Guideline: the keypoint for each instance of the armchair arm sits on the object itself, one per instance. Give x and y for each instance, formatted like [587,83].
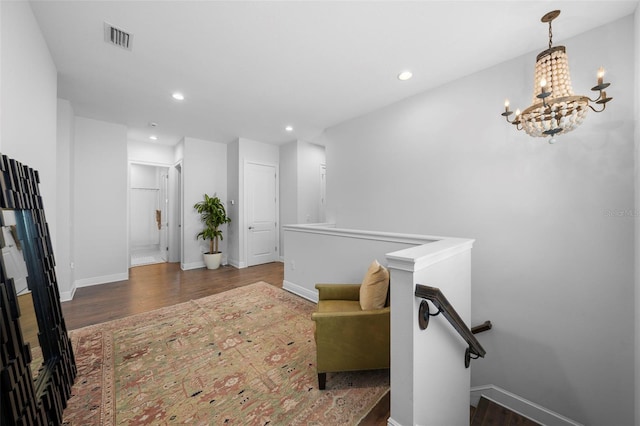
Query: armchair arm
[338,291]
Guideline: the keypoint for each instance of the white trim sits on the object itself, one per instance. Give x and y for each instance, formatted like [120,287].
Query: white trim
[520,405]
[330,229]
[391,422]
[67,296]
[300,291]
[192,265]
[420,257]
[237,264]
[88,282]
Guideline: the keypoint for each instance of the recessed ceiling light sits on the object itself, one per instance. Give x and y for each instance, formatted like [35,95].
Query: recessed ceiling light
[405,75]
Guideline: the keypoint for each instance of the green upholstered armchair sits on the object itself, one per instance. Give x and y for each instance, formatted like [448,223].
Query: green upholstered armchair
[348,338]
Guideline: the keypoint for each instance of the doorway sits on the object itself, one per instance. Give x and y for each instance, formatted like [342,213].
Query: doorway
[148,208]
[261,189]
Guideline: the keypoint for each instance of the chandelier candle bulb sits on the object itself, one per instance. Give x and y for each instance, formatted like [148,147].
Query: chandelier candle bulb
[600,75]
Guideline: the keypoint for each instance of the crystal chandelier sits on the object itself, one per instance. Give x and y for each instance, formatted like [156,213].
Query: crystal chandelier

◆ ◆ ◆ ◆

# [Exercise prompt]
Rewrite all of the items above with every "keypoint" changed to "marker" and everything else left as it is. Omit the picture lines.

# [Final result]
Guideline: the marker for each instance of the armchair arm sits on the object itself, one per instance. Give x and y for each instance, formatted like [587,83].
Query: armchair arm
[338,291]
Guideline: the marker for each instance of the white trim sits on the object itself, one per instance. Give x and y for each instance, formatted like [120,287].
Query: white trim
[520,405]
[330,229]
[391,422]
[67,296]
[300,291]
[192,265]
[420,257]
[237,264]
[88,282]
Guideline: the marker for each instance of the recessed ceiling light sits on the object itself, one per instance. Give x and y for each instance, formatted like [35,95].
Query: recessed ceiling light
[405,75]
Guideline: the marker for each instance of the green upholstered armchair sits on the object itself, one per instance. Give x and y for each instance, formatted like [448,223].
Query: green upholstered armchair
[348,338]
Guideline: the marker for each instance of the doorway sits on the object itself, one per instance. Give x and y for each instance, formatted like [342,213].
Query: doorway
[148,208]
[261,189]
Guideline: the marker for each instance of the chandelier candle bulb sits on the object itself, one per instance. Give x and y for each instance, formatted like [148,147].
Query: chandelier candle bulb
[600,75]
Guideline: the marker for each instance of the crystal chandelier sits on the object itself, one per instance. Give x and y for each instance, formatted like [156,213].
Query: crystal chandelier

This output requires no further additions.